#### Location identification items:

--- START ---

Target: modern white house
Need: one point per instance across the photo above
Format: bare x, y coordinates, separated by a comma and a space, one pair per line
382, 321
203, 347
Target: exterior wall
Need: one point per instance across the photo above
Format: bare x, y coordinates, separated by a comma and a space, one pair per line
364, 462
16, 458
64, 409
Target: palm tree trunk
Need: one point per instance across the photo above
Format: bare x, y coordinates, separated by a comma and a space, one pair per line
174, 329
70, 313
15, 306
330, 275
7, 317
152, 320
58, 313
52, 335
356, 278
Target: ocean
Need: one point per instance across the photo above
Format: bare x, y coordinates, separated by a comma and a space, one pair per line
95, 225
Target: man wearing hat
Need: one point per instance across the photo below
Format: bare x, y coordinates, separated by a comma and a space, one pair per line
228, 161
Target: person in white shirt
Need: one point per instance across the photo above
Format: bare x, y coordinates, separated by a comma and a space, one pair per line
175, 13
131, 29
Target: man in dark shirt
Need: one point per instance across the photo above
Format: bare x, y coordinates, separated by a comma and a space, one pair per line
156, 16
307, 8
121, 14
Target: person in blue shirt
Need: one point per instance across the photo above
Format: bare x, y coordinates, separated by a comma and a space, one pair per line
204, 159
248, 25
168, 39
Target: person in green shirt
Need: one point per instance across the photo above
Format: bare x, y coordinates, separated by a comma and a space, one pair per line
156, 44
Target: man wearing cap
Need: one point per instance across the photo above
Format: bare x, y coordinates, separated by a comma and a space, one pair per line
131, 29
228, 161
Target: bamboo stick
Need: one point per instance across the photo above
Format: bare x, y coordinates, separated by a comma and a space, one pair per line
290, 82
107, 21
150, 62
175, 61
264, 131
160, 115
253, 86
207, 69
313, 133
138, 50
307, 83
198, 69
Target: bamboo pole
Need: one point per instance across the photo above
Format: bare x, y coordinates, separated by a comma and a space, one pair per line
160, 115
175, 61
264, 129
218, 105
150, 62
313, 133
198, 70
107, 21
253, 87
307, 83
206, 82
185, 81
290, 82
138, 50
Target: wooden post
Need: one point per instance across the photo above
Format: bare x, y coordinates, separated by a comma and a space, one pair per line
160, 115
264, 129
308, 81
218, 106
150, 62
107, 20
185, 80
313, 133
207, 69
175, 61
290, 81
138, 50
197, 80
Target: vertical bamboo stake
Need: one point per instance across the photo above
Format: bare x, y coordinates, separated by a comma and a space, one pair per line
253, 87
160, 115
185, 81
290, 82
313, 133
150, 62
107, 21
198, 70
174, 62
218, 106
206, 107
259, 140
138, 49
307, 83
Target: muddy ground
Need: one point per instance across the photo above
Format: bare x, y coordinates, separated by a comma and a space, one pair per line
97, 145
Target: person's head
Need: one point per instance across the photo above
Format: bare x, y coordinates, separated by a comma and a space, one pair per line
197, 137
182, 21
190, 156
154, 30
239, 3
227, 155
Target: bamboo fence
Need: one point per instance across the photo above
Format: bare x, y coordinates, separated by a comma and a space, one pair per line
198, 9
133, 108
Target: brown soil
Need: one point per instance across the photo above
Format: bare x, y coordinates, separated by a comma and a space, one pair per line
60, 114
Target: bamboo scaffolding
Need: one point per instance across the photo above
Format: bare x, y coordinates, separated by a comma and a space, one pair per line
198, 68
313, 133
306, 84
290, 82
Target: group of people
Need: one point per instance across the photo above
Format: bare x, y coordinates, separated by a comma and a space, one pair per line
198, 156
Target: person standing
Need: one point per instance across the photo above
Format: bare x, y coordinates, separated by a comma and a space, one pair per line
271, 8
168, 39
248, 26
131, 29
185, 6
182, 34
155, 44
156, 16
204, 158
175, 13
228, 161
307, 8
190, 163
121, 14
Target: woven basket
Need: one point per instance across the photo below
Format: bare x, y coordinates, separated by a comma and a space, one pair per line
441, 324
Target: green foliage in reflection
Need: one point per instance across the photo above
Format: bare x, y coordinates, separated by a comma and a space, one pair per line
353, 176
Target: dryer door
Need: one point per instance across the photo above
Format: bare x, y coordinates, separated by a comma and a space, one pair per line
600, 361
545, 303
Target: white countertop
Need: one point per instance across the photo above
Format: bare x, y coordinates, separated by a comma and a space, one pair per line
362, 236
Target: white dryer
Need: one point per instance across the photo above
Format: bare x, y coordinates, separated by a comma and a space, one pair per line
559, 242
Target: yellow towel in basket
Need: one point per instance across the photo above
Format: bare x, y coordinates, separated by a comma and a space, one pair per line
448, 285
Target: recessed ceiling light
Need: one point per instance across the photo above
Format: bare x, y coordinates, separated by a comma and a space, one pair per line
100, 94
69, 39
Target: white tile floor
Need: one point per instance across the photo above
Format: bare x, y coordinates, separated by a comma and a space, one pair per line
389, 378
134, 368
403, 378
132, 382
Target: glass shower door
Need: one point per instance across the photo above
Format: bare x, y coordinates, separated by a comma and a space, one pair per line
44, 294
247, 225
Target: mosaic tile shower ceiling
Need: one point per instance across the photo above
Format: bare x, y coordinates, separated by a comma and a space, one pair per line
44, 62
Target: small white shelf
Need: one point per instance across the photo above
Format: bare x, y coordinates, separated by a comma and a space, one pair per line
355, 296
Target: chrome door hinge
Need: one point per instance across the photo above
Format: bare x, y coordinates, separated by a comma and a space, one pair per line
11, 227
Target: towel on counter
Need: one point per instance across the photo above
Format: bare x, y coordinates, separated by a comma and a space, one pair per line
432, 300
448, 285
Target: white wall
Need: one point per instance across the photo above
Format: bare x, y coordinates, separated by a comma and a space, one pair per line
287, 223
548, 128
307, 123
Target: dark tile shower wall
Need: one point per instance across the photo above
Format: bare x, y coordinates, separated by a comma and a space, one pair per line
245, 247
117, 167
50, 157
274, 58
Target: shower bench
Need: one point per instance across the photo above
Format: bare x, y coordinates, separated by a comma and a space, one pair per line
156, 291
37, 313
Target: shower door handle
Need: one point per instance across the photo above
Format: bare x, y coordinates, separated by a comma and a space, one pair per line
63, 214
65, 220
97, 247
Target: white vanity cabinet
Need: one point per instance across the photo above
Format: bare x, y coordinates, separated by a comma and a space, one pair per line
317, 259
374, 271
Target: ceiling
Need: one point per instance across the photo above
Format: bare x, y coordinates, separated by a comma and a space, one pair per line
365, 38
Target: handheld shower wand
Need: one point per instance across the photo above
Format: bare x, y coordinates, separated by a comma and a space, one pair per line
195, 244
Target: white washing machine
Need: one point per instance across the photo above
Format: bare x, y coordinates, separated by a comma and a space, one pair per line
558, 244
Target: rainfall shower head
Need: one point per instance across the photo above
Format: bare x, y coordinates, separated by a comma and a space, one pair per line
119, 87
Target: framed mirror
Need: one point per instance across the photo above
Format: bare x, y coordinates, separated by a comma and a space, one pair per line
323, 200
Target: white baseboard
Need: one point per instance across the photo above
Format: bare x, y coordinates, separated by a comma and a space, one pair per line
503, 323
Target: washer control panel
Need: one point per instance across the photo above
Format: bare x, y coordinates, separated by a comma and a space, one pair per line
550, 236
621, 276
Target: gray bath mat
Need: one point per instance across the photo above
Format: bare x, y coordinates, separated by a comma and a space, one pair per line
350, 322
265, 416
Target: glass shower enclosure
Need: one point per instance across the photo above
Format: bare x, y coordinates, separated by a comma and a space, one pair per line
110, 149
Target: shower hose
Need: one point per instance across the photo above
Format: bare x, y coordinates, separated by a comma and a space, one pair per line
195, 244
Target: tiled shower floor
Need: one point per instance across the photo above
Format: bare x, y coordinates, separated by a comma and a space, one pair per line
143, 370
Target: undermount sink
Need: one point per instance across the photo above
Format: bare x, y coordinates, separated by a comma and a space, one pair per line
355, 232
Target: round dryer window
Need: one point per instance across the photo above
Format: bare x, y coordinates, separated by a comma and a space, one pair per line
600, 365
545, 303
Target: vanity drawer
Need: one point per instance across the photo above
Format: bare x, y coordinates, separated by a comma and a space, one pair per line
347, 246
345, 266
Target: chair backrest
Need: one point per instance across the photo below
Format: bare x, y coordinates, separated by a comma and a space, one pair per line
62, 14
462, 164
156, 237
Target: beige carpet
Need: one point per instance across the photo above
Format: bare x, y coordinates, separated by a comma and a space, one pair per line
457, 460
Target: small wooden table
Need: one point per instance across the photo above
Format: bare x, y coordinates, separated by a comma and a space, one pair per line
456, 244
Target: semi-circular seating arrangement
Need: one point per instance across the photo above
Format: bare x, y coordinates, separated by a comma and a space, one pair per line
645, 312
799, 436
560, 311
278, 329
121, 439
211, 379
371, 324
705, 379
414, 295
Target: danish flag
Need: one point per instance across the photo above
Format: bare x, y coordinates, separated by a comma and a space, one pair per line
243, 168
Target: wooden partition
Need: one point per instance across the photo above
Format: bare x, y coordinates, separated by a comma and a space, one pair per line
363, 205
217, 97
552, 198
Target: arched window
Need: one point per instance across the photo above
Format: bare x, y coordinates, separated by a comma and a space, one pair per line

--- END ---

#### WHAT YOU SHOULD DO:
Render the records above as a JSON list of strings, one string per line, starting with the line containing "Target: small wooden table" and running through the last line of the records. Leave out any blank lines.

#### RESPONSE TO THE EXERCISE:
[
  "Target: small wooden table",
  "Need: one point per instance across the photo above",
  "Format: bare x, y coordinates, separated by a comma and a space, one pair per line",
  "456, 244",
  "Target: semi-circular seating arrangement",
  "Need: one point per instance across the photo above",
  "Format: bare x, y coordinates, separated by a comma and a space, one pair per line",
  "645, 312",
  "799, 436",
  "560, 311",
  "278, 329",
  "121, 439",
  "211, 379",
  "371, 324",
  "705, 379",
  "414, 295",
  "Target: danish flag",
  "Need: one point per instance across the photo above",
  "Format: bare x, y coordinates, separated by a comma and a space, one pair per line",
  "243, 168",
  "Target: wooden partition",
  "Need: one point per instance across the photo above",
  "Format: bare x, y coordinates, separated by a comma and a space, one pair per line",
  "363, 205",
  "217, 97",
  "552, 198",
  "Target: arched window",
  "Need: one point per instance across the photo above",
  "Format: bare x, y coordinates, separated by a comma and a space, one pair per line"
]